── SOURCE ──

Entering the Last Stretch

Posted by Jason Kemp Apr 9, 2018

This is a feature from the April 2018 edition of NAAE’s News & Views Newsletter. To read News & Views in its entirety, please visit this link.

Greetings NAAE Members,

The home stretch is in sight for our school year and I know your plates are full with state conferences and CDE contests, along with planning your summer show agenda, etc., but I would like to encourage you to take the time to apply for the awards programs that we have through NAAE. I know that we, as teachers, do not want to blow our own horn -- so to speak -- about what we do within our programs, but it is important that we do so.

Here are some things that I would like for you to consider when you do not apply. The first, and most important, is our student success and recognition they deserve.

By applying for these awards, your students, school, county, and state receive national recognition for the daily work you do that goes unseen. Our state and national leaders are looking at and focusing on the renewal plan of the Perkins Act, so it is super important and crucial that our leaders see success being delivered from our agricultural students and programs. I want to also mention that it could help your program on receiving funding, grants, etc. to make improvements and/or add different curriculum to your program in your state. If your administration, state leaders, community support groups, etc. see you are successful in what you have to work with in supplies and equipment presently, then it will sure make it easier to ask for funding for revamping and improvements.

───
── RECORDS SUPPLIED ──

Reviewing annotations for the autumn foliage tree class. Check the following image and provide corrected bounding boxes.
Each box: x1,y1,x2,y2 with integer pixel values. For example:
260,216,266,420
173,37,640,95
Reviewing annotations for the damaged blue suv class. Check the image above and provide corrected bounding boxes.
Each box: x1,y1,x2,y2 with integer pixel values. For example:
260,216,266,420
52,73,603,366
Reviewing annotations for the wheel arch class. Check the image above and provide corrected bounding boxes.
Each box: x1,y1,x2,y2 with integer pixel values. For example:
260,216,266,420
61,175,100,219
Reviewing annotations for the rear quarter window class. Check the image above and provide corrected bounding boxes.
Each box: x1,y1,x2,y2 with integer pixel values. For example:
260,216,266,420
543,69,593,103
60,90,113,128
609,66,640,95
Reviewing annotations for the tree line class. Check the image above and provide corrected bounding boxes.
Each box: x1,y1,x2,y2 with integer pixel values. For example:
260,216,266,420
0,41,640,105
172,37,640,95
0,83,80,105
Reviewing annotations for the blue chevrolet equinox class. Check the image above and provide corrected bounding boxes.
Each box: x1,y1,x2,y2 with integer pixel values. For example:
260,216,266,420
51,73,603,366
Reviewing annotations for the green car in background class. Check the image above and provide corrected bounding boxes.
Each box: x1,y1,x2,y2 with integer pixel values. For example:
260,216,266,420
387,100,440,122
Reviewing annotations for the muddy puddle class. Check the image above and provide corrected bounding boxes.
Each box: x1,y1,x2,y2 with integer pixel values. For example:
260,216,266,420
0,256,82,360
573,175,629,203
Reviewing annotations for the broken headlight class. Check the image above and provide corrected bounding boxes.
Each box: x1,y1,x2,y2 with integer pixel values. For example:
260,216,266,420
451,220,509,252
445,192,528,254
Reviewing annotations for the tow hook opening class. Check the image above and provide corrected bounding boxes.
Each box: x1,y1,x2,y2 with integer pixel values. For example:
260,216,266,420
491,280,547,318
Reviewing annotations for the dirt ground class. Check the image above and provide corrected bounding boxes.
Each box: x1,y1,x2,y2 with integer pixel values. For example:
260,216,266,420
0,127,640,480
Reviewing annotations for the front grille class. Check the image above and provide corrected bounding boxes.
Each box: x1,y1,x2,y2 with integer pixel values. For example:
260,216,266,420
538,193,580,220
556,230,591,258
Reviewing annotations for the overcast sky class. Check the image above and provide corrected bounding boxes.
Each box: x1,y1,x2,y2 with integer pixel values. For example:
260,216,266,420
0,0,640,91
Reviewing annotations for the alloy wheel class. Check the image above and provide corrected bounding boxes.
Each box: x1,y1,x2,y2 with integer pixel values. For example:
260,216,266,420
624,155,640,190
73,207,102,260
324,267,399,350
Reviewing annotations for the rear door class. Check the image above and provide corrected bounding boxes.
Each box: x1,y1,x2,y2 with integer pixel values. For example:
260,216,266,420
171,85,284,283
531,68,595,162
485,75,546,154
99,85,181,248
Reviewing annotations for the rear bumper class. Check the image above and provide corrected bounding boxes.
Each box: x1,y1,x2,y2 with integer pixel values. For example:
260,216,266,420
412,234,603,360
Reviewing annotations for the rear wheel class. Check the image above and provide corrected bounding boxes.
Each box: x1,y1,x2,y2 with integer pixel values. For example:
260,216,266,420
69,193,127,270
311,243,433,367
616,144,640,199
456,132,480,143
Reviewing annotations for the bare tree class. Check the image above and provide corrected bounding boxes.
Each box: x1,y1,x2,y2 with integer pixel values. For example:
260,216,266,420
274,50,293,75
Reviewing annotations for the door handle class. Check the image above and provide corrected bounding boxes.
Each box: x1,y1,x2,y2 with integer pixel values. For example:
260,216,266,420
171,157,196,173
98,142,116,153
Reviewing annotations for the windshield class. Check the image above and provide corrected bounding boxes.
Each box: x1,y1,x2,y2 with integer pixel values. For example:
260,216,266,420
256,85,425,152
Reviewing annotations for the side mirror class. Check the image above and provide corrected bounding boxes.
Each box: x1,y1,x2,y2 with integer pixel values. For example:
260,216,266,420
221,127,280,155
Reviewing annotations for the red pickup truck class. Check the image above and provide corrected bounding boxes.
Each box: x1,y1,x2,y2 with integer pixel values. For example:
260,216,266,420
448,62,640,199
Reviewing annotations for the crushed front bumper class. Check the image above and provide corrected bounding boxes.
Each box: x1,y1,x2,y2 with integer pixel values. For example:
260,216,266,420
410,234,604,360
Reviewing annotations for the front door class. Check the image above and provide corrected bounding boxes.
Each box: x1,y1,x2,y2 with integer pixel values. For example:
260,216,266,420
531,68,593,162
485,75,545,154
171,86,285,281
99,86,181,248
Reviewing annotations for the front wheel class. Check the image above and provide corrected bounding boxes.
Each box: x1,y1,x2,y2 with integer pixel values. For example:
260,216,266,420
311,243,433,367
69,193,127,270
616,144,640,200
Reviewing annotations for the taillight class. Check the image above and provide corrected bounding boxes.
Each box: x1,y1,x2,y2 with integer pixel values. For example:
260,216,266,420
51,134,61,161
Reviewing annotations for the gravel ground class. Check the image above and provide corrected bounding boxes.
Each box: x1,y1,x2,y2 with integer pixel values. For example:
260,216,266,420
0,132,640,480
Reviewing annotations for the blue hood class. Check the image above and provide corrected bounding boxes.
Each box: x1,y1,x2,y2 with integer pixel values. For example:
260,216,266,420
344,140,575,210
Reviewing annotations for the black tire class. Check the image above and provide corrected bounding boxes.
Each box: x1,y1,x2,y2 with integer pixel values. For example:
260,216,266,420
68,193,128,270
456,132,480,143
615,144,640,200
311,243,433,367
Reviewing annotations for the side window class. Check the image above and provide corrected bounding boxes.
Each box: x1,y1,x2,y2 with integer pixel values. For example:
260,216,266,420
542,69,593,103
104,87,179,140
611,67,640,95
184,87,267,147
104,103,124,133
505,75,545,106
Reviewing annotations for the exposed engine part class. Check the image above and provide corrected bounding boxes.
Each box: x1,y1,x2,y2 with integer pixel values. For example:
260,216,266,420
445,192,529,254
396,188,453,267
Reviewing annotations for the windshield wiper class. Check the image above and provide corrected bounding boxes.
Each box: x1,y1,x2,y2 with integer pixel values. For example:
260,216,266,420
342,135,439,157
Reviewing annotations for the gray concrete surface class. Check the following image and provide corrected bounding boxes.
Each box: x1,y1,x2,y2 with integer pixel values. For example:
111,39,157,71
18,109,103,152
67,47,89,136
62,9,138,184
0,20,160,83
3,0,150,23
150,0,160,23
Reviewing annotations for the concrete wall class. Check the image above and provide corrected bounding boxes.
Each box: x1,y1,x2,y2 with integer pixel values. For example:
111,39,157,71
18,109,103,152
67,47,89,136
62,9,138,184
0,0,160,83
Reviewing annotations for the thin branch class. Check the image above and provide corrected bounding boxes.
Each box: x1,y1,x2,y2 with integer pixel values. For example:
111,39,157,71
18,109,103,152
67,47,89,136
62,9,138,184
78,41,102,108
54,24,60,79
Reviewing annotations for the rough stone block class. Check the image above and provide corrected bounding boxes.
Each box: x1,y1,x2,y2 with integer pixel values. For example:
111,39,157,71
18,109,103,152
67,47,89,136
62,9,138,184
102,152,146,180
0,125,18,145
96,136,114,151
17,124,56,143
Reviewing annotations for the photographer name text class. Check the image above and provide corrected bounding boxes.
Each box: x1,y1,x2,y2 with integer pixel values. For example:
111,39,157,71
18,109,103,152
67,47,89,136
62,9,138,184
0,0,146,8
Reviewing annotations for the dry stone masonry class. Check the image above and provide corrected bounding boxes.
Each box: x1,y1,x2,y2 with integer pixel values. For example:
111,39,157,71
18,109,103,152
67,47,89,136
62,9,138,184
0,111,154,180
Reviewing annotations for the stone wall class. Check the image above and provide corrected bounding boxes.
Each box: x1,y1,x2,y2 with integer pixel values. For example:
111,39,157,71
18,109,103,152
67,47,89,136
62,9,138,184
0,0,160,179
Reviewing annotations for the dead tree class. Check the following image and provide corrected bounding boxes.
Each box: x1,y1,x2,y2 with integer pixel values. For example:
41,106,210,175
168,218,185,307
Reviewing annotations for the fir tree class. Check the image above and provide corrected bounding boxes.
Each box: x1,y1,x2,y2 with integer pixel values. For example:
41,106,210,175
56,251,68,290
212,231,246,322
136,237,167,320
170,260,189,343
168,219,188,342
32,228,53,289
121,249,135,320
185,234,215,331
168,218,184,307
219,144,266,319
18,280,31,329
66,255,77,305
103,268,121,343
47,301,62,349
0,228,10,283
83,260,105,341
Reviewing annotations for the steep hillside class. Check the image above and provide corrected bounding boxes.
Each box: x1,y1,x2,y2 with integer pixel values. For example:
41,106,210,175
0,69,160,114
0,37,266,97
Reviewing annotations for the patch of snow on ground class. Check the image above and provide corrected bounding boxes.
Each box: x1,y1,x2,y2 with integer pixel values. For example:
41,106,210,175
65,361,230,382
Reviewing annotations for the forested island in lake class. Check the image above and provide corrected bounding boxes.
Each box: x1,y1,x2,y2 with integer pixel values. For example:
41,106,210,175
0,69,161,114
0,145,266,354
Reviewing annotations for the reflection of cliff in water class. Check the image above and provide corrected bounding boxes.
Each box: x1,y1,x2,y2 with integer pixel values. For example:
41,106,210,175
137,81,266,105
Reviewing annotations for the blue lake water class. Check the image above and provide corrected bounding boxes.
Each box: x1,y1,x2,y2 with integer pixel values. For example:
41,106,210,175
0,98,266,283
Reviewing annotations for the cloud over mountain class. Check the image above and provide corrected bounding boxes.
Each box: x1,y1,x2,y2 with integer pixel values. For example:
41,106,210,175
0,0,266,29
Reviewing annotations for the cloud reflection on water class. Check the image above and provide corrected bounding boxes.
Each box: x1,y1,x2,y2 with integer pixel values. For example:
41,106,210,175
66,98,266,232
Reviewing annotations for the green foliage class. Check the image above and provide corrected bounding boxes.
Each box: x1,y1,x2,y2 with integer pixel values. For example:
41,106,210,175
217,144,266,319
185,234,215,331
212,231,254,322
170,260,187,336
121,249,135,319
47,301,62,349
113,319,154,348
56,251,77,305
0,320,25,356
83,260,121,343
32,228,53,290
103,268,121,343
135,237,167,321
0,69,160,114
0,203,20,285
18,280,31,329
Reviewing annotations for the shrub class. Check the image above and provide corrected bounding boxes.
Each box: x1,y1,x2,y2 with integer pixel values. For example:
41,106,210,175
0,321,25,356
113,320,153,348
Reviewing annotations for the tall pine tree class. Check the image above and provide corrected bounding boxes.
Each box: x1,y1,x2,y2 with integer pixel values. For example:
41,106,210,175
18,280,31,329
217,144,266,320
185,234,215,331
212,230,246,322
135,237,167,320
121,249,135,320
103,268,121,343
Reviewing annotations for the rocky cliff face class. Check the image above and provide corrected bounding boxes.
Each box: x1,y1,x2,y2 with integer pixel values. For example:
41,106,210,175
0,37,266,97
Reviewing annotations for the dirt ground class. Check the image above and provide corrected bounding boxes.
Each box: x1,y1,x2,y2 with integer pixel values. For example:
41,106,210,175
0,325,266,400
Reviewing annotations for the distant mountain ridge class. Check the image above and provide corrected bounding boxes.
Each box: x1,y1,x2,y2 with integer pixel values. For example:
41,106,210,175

───

## EXERCISE REQUIREMENTS
a. Rewrite the paragraph of the NAAE letter that begins "By applying for these awards" as a short bulleted list that keeps its main facts.
b. In the NAAE letter, the renewal plan of which act are state and national leaders focusing on?
c. Pick up the NAAE letter after its final sentence and carry it forward.

## OUTPUTS FOR THE TASKS
a.
- Applying for the awards brings national recognition to students, schools, counties, and states for daily work that goes unseen.
- State and national leaders are focused on the renewal plan of the Perkins Act, so they need to see agricultural students and programs succeeding.
- Recognition could help a program win funding and grants for improvements or new curriculum.
- When administrators, state leaders, and community groups see success with current supplies and equipment, asking for funding to revamp and improve becomes easier.

b. The Perkins Act.

c.
The bottom line is this, we at NAAE, appreciate all the hard work that you put in to your program to make your students' lives better and giving them the opportunity to be more successful through your teaching efforts. I want to encourage each of you to take the time to fill out these award applications to showcase the accomplishments of you and your students. If we do not share our success, then who will know?

Note: Please be sure to go the NAAE website for the updated applications that are available.

Staff Update: The NAAE Board just recently met for a Skype conference call on 4/2/2018. The board and NAAE staff will be working with the Professional Growth Committee with efforts of helping to plan consistent programming for regional conferences. The NAAE staff is very busy planning the National NAAE Convention that will take place this winter in San Antonio, Texas and have many exciting things that will be taking place at this year’s convention. The NAAE Convention dates are November 26th through December 1st 2018, so please make plans early to attend. Note: Hotel rooms will be limited at the conference hotel so please book your reservations early. Please click on the quick link for more information on the 2018 National NAAE Convention. https://www.naae.org/convention2018/index.cfm

The NAAE Regional Vice Presidents are planning their state visits, while Nick and I are planning our regional visits. We look forward to seeing you this summer!! 

Thank you for your time and for being an NAAE member.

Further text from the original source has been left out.